%%

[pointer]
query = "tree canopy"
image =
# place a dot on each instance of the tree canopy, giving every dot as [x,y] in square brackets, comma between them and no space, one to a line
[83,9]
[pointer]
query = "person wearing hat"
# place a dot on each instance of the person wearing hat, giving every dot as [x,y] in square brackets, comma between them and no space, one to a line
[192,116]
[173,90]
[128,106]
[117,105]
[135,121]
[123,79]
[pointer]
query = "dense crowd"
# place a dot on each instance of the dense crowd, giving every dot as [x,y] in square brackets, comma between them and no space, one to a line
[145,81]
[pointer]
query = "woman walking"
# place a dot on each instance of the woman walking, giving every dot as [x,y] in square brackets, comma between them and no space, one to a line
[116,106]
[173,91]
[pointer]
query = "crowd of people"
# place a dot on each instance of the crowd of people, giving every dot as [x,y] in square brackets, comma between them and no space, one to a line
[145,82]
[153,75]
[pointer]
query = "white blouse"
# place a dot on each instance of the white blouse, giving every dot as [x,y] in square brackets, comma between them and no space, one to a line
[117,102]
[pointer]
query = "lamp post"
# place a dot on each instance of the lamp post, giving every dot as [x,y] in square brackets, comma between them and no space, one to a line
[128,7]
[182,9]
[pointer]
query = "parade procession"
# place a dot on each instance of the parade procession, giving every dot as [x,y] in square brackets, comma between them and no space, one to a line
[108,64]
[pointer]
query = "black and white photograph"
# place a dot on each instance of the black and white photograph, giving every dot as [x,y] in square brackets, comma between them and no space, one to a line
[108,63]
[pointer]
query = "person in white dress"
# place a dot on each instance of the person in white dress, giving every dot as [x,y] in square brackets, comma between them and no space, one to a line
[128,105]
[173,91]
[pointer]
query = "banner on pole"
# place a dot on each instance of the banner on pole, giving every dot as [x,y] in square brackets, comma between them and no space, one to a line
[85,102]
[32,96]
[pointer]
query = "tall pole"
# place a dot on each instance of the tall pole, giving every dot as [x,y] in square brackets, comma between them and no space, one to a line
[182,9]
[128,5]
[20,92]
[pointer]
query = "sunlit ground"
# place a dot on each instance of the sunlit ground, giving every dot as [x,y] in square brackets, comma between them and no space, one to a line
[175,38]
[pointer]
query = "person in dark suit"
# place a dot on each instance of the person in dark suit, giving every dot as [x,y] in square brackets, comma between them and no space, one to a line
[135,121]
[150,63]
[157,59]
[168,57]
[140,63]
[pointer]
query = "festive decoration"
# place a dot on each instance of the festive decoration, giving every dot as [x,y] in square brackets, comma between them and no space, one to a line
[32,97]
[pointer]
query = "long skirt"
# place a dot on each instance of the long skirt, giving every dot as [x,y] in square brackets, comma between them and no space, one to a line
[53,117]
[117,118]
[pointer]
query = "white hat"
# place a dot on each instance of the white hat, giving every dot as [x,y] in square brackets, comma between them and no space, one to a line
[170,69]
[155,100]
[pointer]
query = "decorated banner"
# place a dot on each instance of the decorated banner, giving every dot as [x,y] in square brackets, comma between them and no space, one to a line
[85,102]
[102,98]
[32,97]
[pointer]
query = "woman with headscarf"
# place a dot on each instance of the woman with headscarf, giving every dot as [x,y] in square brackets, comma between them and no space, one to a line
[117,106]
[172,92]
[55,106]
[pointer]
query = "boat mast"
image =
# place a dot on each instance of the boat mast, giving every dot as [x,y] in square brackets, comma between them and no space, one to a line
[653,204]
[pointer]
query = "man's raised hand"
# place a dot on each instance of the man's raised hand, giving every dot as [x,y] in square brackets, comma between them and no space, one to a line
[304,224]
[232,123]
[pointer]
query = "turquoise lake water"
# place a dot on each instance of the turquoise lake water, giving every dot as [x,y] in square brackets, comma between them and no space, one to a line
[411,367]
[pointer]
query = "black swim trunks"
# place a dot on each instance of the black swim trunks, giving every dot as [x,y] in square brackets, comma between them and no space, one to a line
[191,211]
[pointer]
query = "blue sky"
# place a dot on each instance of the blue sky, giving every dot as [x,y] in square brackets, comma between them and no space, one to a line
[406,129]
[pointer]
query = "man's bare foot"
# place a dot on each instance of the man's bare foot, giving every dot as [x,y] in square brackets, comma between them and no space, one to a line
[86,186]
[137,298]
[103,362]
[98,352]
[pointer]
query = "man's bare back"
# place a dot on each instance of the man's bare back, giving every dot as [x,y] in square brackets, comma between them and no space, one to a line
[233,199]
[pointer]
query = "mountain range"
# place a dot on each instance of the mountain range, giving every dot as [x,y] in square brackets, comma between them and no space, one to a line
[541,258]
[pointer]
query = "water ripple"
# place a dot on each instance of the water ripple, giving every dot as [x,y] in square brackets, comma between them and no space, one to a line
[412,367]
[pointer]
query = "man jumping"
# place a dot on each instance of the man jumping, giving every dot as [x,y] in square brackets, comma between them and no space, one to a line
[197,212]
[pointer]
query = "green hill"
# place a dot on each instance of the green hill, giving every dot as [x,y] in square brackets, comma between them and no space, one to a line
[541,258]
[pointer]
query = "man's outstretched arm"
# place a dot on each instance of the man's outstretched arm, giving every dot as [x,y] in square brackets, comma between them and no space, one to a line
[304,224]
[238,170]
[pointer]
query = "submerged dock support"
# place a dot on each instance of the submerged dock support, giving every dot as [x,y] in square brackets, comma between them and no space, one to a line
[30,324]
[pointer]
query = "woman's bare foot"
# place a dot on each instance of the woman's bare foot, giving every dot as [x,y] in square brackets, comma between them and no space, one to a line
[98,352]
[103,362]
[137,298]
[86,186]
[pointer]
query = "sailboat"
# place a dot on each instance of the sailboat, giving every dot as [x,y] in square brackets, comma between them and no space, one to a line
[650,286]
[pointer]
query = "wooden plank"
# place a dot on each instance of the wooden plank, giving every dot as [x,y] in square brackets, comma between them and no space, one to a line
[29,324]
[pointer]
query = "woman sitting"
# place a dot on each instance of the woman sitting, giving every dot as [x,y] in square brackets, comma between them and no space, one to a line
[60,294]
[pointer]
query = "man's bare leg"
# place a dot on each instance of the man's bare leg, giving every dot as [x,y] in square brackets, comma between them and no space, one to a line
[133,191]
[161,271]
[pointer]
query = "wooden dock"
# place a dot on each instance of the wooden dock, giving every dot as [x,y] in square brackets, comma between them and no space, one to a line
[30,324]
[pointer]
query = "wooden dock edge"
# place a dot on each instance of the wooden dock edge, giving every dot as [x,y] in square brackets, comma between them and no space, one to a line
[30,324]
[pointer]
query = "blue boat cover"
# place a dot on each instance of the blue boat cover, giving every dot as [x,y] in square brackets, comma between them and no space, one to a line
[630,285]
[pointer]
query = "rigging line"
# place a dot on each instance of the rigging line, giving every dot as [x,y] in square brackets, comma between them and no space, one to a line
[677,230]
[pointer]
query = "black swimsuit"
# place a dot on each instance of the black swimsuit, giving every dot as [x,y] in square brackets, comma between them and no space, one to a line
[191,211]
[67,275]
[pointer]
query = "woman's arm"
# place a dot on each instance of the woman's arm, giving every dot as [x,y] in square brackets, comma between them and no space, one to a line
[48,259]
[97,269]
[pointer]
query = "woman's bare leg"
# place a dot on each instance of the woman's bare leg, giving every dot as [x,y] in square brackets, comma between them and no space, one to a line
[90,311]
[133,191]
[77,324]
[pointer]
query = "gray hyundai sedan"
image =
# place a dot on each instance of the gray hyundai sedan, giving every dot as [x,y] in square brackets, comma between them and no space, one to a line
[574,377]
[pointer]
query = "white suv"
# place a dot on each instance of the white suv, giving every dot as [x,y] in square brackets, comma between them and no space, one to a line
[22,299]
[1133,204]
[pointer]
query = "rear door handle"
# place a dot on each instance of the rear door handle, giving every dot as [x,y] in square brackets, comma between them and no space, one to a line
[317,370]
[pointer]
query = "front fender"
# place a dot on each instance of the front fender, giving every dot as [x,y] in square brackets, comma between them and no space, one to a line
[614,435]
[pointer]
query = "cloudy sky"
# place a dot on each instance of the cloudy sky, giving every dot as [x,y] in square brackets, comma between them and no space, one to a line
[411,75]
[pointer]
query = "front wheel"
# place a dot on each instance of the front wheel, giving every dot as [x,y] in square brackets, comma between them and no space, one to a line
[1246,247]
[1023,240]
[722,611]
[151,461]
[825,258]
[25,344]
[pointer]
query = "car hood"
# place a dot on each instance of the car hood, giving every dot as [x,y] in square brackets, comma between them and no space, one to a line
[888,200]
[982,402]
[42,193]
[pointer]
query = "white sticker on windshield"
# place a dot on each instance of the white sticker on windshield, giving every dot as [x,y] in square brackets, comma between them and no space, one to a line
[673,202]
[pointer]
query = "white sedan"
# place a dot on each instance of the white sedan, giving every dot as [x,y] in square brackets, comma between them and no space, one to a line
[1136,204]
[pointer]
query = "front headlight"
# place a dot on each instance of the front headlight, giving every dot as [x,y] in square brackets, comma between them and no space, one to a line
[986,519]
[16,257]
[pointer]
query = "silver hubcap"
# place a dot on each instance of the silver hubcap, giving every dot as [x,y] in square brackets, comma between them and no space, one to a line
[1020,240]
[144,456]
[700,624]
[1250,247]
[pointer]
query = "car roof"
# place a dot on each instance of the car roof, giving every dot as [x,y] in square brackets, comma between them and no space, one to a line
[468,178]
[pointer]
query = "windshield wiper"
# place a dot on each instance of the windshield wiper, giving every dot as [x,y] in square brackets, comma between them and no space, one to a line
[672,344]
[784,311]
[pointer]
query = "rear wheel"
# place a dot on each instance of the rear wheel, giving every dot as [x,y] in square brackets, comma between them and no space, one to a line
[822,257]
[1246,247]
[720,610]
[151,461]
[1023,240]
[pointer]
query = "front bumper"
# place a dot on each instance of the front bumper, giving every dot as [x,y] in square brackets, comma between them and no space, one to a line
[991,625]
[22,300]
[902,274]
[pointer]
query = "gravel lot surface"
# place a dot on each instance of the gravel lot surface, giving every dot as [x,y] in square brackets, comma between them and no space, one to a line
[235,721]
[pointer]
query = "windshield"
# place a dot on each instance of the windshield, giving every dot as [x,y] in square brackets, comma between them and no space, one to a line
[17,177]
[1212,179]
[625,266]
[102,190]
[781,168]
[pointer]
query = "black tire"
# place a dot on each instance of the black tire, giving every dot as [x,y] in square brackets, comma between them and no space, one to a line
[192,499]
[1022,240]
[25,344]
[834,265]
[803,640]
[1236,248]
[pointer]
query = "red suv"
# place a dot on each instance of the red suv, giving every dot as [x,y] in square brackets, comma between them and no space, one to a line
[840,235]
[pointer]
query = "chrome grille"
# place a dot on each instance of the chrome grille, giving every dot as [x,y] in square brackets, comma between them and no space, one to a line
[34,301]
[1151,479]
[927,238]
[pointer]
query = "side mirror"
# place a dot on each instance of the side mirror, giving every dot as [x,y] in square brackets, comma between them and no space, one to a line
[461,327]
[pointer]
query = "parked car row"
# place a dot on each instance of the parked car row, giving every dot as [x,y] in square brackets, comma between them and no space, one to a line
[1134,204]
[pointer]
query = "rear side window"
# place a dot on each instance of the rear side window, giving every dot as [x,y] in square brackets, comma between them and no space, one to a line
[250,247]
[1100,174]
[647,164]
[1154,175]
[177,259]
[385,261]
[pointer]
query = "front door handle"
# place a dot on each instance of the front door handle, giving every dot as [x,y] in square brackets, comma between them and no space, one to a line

%%

### INSTRUCTIONS TO FOLLOW
Return every line of the listing above that contains the string "headlight", matching case exactly.

### ANSWER TO THIS TASK
query = "front headlight"
# place a dot on each instance of the front headlight, giving every dot as [x,y] in square brackets, comma between them and no space, one to a line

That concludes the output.